__AVAILABLE RECORDS__:
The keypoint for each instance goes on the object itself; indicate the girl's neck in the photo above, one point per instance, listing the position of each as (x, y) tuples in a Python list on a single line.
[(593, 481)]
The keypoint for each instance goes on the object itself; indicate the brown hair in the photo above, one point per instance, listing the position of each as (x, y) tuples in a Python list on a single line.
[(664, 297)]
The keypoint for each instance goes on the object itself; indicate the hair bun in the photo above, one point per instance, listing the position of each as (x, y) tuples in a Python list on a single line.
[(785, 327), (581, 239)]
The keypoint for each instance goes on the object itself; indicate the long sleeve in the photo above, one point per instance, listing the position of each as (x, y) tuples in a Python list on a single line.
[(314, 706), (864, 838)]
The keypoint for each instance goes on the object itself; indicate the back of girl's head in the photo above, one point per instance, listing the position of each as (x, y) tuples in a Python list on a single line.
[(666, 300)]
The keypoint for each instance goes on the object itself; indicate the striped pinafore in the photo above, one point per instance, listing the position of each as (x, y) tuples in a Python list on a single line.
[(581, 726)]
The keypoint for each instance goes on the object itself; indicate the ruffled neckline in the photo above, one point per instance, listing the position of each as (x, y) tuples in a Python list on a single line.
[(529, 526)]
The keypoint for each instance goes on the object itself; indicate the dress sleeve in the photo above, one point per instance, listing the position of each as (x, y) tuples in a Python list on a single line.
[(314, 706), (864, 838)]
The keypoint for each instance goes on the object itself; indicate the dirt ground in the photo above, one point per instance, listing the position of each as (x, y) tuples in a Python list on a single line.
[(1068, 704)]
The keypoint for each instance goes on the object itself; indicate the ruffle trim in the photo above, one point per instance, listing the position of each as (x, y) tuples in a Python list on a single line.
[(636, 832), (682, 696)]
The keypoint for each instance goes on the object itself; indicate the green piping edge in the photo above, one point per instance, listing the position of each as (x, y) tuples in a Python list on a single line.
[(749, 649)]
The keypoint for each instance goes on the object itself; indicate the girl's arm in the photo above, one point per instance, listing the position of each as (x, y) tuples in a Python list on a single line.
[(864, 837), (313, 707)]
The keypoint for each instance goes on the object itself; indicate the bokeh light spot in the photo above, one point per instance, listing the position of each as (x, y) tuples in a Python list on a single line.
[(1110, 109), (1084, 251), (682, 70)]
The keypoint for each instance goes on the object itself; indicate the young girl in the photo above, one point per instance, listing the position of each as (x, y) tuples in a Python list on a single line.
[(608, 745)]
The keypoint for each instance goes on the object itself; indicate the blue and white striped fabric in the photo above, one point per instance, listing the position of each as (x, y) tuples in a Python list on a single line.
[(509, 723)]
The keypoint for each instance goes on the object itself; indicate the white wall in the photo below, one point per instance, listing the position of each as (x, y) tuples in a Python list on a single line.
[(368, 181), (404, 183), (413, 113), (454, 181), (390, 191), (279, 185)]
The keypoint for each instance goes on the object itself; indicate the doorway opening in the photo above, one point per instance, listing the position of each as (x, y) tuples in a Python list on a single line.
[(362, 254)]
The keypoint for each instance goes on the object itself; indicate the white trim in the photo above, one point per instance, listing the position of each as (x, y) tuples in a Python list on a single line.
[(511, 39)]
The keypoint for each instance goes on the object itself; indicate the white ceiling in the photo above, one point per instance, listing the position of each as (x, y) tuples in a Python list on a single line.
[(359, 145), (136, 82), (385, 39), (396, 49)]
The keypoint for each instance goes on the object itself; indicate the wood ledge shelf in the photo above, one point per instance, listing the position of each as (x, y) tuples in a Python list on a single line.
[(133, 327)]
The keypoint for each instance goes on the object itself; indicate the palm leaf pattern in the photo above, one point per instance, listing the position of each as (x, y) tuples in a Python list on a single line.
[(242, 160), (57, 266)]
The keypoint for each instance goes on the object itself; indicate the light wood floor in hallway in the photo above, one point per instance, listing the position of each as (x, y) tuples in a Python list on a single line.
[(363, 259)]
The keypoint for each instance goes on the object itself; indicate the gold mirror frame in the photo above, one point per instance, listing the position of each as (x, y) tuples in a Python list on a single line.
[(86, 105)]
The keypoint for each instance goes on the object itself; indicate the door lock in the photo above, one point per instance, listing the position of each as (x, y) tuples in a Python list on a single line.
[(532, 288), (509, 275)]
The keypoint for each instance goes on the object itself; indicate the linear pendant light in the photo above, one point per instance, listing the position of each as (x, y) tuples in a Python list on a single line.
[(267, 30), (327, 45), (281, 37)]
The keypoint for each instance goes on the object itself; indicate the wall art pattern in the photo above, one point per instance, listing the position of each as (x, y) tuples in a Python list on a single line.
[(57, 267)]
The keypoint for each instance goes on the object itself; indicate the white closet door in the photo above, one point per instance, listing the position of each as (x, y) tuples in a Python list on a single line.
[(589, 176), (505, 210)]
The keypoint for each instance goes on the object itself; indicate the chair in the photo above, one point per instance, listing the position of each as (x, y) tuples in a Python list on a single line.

__SET PROBLEM__: Copy all of the material above word for word, without changing anything.

__SOLUTION TO THIS PROBLEM__:
The keypoint for each instance goes on the object itself; indicate the girl's neck in the photo above, one point per instance, listing the position of each as (x, y) tuples in a Python list on a single line.
[(593, 481)]
The keypoint for each instance goes on the object itself; indicate the brown hair in the photo above, one point per instance, listing the position of each as (x, y) tuples in a Python list on a single line.
[(664, 297)]
The keypoint for each instance goes on the object itself; indicate the hair bun in the photo above, one point per instance, listing the position of each as (x, y) tuples in a Python list on a single line.
[(785, 327), (581, 239)]
The keypoint for each instance goes on the object itself; indicate the long sleeve in the photo above, one point per instance, listing the position of each as (x, y) tuples in a Python list on a single line.
[(314, 706), (864, 838)]
The keypoint for each instance goes on the object itself; indicate the back of girl's head in the photo above, one point per instance, listing the position of each as (x, y) tuples in a Python list on a single line.
[(666, 300)]
The keypoint for each instance goes on the object itself; indicate the striped pinafore in the photo above, one point per instance, listing the position of each as (x, y) tuples in a Python list on a single line.
[(581, 726)]
The keypoint for each instance goes on the object itself; indicate the ruffled neckline in the photo above, one point per instance, listing the position of each as (x, y) tuples in a Python list on a single line.
[(529, 526)]
The keypoint for each instance goes on the object itself; indicate the dress sleeve in the photo above, one point per instance, listing the position of each as (x, y) tuples in a Python list on a single line.
[(314, 706), (864, 838)]
The keypoint for each instance goes on the object itself; indicate the dirt ground in the photo above, one point per instance, listing the position of each as (x, y) tuples in a Python list on a single line.
[(1068, 704)]
The keypoint for each instance goes on the object itself; indicate the ruffle trim in the photo above, one point per instance, listing the position of each as (x, y) tuples in a Python list on a single line.
[(636, 832), (682, 696)]
The keypoint for each instance goes on the object itself; indicate the green piping edge in the photo above, one point per instance, listing the position of each as (x, y) tuples in a Python list on a single line.
[(749, 649)]
The keypoint for each instance goes on the object itself; indicate the girl's arm in the photo above, one point per instance, listing the position of each as (x, y) tuples in a Python list on a single line.
[(864, 837), (313, 707)]
The keypoint for each instance goes on the object itself; indicate the bokeh light spot in the photo above, one point per instance, listing the position of each as (x, y) tuples in a Python list on a single line.
[(1110, 109), (1084, 251), (682, 70)]
The keypoint for each instance goes on the object itself; indicate the young girl in the photo above, one point per instance, listing the position of each as (x, y) tuples in a Python list on a single line.
[(608, 745)]
The keypoint for each instance goes on the object itself; indicate the blue and white striped fabric in the photo above, one point per instance, listing the position of each as (x, y) tuples in a Python list on a single line.
[(509, 723)]
The keypoint for each instance goes on the object itself; indicate the white wall in the photo below, one point per instance, listing the position of each as (x, y) tuples in a Python list on a single line.
[(368, 181), (404, 183), (413, 113), (454, 181), (390, 191), (279, 185)]
The keypoint for each instance goes on the object itself; indicate the doorway opening in the photo above, one point per instance, listing the position of each as (x, y) tuples in a Python list on a single line.
[(362, 254)]
The keypoint for each instance goes on the object itself; indicate the white trim in the photo above, one point per instance, listing the position of each as (x, y) tuples in a Python list on a single line.
[(511, 39)]
The keypoint for each instance goes on the object itself; indicate the white ceiling in the photo above, one point per instance, listing the position of each as (x, y) tuples in a Python list on a single line.
[(359, 145), (136, 82), (385, 39), (396, 49)]
The keypoint for each instance goes on the object itself; indicate the wood ledge shelf in the photo above, one point per instance, listing the position of each as (x, y) tuples in a Python list on a single line.
[(133, 327)]
The keypoint for each instance goes on the object itself; indicate the palm leaf pattern in the photo above, one point per instance, listing the position of each as (x, y) tuples in a Python list on a single line.
[(242, 160), (57, 266)]
The keypoint for each instance goes on the object itself; indicate the light wood floor in hallway in the photo above, one point per instance, listing the position of each as (x, y) tuples in a Python list on a single line.
[(363, 259)]
The keypoint for each instance goes on the object itself; indicate the gold mirror frame in the photo above, one point per instance, listing the position of each as (x, y) tuples in a Python list on a single line.
[(86, 105)]
The keypoint for each instance goes on the object itself; indicate the door lock in the photo above, one point per instance, listing the position of each as (x, y) tuples in a Python list on a single line.
[(532, 288), (509, 275)]
The keypoint for each instance goes on the object itself; indicate the linear pendant light in the photo above, one point per instance, listing the position of each as (x, y) tuples in a Python list on a single line.
[(267, 30), (327, 45), (281, 37)]
The keypoint for each instance goes on the object itself; indicate the wall art pattern in the photo above, one point per instance, listing the position of each as (x, y) tuples in a Python list on a single line.
[(57, 267)]
The keypoint for each instance goes on the object itself; indicate the white closet door in the photo above, one point per instance, listing the position of each as (x, y) tuples in a Python list on a single line.
[(589, 176), (505, 210)]
The keypoint for each instance goes on the object itself; indicate the chair in the photo above, one point per instance, listing the position of each as (x, y) tuples in a Python list on a single line.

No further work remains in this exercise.